Smith et al.'s (2007) Cryolophosaurus analysis is untrustworthy due to a lack of coding

I've complained before about the recent trend of not coding included taxa in 
theropod matrices (as in the Limusaurus and Haplocheirus analyses), but here's 
a explicit and quantified example.  I post it here since I think this is an 
important issue in our field that needs to be confronted and addressed.

The paper is Smith et al.'s (2007) influential basal theropod analysis in the 
Cryolophosaurus monograph.  Holtz said here on the DML that it was "truly good 
stuff, and I strongly suspect that they have better captured the actual 
phylogeny of basal theropods than most previous studies."  The paper includes 
Makovicky and Currie as coauthors- two people who know their stuff and have 
access to specimens.  There's no excuse to make obvious mistakes.

• [GIVEN TASK 1]:
Return the passage of the post on the Cryolophosaurus analysis starting at "Smith et al.'s (2007) Cryolophosaurus" and ending at "make obvious mistakes.", copied word for word.

• [SUPPLIED RECORDS]:

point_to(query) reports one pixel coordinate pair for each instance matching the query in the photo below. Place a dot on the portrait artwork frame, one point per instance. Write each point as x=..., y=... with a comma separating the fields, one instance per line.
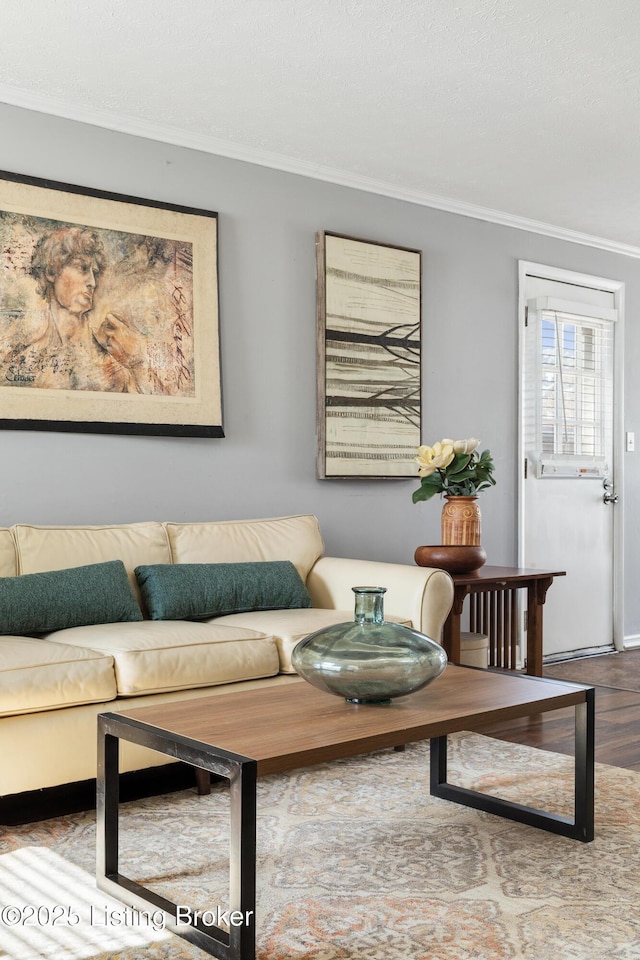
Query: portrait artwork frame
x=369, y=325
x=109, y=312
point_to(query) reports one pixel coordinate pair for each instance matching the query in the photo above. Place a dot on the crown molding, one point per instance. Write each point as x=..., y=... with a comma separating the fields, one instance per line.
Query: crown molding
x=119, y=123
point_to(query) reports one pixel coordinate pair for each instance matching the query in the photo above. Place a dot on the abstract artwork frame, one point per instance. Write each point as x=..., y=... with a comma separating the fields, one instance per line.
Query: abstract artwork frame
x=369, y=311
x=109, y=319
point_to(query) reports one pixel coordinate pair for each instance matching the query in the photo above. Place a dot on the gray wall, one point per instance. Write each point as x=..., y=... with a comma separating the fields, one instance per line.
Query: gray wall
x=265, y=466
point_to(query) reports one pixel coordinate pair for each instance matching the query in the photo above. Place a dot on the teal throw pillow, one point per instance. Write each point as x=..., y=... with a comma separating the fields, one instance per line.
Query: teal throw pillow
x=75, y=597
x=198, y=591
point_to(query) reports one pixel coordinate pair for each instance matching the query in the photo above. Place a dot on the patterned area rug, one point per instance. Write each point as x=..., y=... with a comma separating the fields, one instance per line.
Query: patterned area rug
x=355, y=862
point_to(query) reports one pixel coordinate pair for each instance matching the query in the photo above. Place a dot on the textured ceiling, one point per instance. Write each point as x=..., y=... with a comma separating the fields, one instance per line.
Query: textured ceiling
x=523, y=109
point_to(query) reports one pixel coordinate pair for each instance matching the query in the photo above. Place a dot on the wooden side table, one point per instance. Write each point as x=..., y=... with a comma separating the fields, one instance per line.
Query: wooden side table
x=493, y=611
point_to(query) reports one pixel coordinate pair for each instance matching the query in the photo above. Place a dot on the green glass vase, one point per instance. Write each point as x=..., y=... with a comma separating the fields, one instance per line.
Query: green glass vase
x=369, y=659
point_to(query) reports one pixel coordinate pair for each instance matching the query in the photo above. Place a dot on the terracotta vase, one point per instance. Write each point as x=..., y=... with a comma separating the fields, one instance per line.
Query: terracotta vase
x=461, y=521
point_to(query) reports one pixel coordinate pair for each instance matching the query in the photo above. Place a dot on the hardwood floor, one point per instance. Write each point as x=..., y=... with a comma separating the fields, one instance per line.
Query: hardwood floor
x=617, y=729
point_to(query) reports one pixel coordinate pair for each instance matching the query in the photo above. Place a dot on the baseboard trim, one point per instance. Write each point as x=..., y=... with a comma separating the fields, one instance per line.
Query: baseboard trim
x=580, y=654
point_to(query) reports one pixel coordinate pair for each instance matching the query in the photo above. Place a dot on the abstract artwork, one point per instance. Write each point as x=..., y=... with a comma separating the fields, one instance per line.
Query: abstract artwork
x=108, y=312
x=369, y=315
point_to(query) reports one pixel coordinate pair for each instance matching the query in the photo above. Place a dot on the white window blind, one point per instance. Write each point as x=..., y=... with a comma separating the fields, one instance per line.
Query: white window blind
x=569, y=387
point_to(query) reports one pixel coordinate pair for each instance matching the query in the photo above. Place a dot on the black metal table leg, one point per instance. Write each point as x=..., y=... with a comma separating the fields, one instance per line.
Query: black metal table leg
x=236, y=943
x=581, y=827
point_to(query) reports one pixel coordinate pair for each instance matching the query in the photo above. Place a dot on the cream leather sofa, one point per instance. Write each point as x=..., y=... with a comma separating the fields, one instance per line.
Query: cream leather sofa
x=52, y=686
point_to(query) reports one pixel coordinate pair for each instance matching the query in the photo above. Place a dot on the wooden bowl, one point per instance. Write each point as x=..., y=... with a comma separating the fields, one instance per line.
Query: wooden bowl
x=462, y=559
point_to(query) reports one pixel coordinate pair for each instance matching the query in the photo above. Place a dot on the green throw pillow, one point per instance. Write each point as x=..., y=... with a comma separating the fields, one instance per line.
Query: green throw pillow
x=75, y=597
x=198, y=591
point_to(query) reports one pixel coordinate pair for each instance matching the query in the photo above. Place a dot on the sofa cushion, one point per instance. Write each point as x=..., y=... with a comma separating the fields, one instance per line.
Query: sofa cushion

• [GIVEN TASK 2]:
Retype the lines of the rows starting at the line containing "on the crown" and ending at the line containing "Query: crown molding", both included, with nothing else.

• [EXERCISE ANSWER 1]:
Smith et al.'s (2007) Cryolophosaurus analysis is untrustworthy due to a lack of coding

I've complained before about the recent trend of not coding included taxa in 
theropod matrices (as in the Limusaurus and Haplocheirus analyses), but here's 
a explicit and quantified example.  I post it here since I think this is an 
important issue in our field that needs to be confronted and addressed.

The paper is Smith et al.'s (2007) influential basal theropod analysis in the 
Cryolophosaurus monograph.  Holtz said here on the DML that it was "truly good 
stuff, and I strongly suspect that they have better captured the actual 
phylogeny of basal theropods than most previous studies."  The paper includes 
Makovicky and Currie as coauthors- two people who know their stuff and have 
access to specimens.  There's no excuse to make obvious mistakes.

• [EXERCISE ANSWER 2]:
point_to(query) reports one pixel coordinate pair for each instance matching the query in the photo above. Place a dot on the crown molding, one point per instance. Write each point as x=..., y=... with a comma separating the fields, one instance per line.
Query: crown molding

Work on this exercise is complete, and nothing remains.